Saved entries:
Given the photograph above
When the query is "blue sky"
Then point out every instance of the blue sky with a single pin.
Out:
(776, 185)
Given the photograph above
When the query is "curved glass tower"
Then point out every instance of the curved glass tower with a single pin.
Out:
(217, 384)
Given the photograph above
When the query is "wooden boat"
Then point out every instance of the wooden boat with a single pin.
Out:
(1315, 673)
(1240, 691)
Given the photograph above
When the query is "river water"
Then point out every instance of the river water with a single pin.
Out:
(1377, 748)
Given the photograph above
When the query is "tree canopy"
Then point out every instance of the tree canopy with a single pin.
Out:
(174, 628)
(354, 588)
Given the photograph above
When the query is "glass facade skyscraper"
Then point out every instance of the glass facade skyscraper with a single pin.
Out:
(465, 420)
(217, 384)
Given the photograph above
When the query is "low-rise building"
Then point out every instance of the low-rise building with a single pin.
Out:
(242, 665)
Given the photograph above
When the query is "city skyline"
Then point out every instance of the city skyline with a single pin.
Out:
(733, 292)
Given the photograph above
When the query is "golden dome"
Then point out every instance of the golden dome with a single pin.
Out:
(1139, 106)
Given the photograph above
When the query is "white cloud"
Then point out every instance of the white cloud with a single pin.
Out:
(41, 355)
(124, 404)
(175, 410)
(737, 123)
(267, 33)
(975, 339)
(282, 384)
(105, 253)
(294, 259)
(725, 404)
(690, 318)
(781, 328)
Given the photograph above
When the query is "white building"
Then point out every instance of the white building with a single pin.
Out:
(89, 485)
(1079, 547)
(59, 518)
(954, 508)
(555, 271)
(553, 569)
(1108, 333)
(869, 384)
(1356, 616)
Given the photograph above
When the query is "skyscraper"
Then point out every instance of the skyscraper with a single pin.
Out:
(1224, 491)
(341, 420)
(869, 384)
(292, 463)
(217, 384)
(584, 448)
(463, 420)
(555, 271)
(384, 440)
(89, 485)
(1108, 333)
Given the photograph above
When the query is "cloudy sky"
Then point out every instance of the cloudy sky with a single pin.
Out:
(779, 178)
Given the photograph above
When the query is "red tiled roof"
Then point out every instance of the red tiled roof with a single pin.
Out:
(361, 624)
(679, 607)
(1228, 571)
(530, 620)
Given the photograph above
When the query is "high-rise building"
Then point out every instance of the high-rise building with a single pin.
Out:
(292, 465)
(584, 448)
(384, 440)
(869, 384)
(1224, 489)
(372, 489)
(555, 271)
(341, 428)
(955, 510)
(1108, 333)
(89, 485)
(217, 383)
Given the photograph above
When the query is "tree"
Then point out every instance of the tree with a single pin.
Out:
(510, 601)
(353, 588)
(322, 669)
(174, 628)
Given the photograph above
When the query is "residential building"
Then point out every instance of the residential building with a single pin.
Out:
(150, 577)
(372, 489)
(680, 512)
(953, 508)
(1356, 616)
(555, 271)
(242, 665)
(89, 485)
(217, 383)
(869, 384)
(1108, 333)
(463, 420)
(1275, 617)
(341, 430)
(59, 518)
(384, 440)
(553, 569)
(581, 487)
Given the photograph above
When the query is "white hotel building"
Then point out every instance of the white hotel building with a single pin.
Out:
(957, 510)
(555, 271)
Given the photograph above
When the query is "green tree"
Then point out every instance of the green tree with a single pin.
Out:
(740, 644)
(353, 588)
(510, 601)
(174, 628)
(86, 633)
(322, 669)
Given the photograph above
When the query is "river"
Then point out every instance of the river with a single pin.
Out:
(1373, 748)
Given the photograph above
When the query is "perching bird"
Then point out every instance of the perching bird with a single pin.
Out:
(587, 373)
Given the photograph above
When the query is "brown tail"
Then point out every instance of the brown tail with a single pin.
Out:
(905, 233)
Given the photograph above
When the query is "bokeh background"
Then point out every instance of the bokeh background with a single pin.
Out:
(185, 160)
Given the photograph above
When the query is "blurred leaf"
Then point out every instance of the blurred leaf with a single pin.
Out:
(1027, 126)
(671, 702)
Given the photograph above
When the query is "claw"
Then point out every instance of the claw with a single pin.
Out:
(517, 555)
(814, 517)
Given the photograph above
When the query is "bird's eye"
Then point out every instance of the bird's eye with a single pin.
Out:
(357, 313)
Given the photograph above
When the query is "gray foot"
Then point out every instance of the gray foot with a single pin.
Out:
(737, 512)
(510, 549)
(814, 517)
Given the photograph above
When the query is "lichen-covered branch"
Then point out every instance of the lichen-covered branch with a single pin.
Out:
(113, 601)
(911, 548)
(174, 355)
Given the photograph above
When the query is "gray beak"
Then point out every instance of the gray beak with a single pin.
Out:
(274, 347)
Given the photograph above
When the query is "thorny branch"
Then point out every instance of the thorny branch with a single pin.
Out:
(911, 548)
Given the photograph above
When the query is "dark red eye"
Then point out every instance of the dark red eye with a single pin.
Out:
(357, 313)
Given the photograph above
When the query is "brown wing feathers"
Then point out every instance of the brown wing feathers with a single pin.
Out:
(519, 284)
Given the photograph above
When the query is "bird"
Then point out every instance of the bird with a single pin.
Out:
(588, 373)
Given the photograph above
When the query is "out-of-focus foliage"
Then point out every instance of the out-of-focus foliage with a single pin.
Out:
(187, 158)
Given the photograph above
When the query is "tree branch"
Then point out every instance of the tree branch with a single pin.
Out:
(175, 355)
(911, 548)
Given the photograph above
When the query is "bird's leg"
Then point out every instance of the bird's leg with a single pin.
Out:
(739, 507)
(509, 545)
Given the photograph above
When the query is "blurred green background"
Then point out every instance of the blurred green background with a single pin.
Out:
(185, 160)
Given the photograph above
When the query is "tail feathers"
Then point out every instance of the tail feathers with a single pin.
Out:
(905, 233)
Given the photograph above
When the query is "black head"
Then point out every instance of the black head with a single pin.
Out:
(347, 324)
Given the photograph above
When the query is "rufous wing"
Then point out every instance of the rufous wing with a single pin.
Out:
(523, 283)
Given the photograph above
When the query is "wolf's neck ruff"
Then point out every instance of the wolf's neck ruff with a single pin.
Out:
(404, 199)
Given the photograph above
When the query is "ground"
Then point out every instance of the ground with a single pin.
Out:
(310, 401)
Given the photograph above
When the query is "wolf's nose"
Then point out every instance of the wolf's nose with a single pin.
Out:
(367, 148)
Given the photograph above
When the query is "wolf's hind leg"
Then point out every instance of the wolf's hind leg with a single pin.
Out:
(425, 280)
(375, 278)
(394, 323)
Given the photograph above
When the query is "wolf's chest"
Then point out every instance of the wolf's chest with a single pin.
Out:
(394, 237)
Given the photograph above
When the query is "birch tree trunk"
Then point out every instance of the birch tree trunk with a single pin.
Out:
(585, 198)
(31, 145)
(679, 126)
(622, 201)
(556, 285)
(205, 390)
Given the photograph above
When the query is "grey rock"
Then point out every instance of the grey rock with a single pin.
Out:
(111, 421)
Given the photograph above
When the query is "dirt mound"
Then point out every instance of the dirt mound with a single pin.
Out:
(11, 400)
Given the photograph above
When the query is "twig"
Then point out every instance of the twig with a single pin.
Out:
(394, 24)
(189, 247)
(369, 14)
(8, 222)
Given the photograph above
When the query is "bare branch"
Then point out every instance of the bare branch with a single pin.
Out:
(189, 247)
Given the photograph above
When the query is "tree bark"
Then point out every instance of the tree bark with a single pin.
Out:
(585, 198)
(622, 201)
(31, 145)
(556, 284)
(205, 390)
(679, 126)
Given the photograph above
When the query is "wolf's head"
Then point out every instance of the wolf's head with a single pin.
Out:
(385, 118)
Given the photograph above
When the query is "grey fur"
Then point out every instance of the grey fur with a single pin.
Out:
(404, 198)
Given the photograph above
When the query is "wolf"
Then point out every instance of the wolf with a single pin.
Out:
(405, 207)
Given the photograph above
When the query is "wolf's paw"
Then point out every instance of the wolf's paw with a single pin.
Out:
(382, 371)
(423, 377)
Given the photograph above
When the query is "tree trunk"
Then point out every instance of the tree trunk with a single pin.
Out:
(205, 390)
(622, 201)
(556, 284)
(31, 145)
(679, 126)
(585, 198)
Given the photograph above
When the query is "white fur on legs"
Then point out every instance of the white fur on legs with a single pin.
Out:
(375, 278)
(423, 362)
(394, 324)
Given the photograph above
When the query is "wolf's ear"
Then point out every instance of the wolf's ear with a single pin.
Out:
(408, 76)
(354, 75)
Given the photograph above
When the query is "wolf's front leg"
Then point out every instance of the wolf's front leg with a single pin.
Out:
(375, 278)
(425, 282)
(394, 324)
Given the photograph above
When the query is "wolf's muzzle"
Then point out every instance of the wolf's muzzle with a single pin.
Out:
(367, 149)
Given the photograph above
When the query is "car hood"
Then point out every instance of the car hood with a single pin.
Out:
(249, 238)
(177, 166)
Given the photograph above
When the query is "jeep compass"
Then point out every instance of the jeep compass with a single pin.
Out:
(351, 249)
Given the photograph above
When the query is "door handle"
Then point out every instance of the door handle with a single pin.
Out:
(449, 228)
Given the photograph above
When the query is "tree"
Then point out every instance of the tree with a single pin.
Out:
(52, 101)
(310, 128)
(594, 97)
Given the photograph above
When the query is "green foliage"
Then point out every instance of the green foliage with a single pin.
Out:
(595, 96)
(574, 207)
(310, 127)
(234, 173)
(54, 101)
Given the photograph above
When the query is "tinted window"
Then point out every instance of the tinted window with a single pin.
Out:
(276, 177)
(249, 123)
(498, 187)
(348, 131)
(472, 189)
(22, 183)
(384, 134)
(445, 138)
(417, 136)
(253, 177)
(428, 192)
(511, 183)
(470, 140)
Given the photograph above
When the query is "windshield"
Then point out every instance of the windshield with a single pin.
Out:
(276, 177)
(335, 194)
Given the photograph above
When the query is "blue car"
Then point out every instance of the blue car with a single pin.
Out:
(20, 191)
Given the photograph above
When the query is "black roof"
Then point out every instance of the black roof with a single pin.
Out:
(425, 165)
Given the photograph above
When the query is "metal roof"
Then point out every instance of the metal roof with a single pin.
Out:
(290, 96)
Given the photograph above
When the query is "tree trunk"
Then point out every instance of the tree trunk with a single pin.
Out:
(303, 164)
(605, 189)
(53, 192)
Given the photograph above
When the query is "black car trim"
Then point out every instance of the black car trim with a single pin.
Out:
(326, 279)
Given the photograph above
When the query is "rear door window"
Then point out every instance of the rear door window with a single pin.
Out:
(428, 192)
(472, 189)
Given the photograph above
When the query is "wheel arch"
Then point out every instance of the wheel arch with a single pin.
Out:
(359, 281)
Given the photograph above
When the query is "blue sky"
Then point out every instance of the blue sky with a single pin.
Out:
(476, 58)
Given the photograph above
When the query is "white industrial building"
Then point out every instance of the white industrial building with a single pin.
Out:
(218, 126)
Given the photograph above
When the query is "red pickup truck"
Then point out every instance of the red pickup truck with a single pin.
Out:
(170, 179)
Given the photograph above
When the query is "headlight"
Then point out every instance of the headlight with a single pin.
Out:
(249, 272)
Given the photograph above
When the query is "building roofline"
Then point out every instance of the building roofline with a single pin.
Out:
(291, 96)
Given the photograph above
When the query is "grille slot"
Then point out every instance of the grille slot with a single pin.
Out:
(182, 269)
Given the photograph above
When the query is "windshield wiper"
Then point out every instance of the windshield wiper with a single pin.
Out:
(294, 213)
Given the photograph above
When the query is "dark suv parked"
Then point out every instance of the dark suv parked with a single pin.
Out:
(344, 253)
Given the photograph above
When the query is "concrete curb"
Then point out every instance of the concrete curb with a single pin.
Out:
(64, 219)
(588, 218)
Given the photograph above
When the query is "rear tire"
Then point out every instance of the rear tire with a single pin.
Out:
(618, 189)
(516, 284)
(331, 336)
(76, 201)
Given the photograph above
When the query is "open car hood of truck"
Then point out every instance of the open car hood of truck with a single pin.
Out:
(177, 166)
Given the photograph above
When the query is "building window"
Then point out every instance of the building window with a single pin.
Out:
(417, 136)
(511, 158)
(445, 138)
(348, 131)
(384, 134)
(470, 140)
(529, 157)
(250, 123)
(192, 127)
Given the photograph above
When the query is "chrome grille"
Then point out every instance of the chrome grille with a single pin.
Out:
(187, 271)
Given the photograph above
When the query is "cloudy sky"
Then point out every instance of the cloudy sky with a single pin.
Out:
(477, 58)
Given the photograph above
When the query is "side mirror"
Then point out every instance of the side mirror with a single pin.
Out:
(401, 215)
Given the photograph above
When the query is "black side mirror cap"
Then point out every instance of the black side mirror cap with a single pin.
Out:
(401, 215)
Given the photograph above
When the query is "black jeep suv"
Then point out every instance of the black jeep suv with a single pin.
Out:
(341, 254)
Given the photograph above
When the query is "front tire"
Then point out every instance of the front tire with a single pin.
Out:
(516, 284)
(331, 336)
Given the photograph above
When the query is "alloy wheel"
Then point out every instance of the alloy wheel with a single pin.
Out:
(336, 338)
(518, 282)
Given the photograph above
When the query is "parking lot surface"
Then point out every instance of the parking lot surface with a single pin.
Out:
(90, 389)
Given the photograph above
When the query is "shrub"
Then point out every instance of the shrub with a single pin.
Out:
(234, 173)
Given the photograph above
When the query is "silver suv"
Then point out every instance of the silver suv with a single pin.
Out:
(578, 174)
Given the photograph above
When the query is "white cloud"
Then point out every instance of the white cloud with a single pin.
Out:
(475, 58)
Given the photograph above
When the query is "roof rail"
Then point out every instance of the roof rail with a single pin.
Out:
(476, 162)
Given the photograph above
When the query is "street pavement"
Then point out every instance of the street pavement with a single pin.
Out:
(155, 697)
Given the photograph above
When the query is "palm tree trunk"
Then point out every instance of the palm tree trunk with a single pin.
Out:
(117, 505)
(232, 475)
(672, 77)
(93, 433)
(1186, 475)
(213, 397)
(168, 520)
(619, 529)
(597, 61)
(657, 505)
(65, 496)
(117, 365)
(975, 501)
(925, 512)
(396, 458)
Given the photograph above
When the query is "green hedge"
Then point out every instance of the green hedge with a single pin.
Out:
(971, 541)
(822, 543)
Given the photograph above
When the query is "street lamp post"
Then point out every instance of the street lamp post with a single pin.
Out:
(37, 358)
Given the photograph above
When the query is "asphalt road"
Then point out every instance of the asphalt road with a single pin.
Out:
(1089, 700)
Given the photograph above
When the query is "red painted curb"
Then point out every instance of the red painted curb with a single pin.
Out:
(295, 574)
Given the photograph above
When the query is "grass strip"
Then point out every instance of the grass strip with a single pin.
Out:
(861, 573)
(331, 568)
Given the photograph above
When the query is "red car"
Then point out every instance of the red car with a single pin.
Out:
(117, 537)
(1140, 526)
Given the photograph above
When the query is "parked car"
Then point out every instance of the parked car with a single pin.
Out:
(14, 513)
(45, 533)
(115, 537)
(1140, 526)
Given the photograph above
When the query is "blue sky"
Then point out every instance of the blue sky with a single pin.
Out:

_Problem details_
The lines needed are those in the data above that hold the string "front"; copy each of them.

_Your response_
When the query is "wolf's front leg"
Then point out every instance of the wolf's front leg with a single pin.
When the query is "front tire"
Then point out every instance of the front tire with a single pin.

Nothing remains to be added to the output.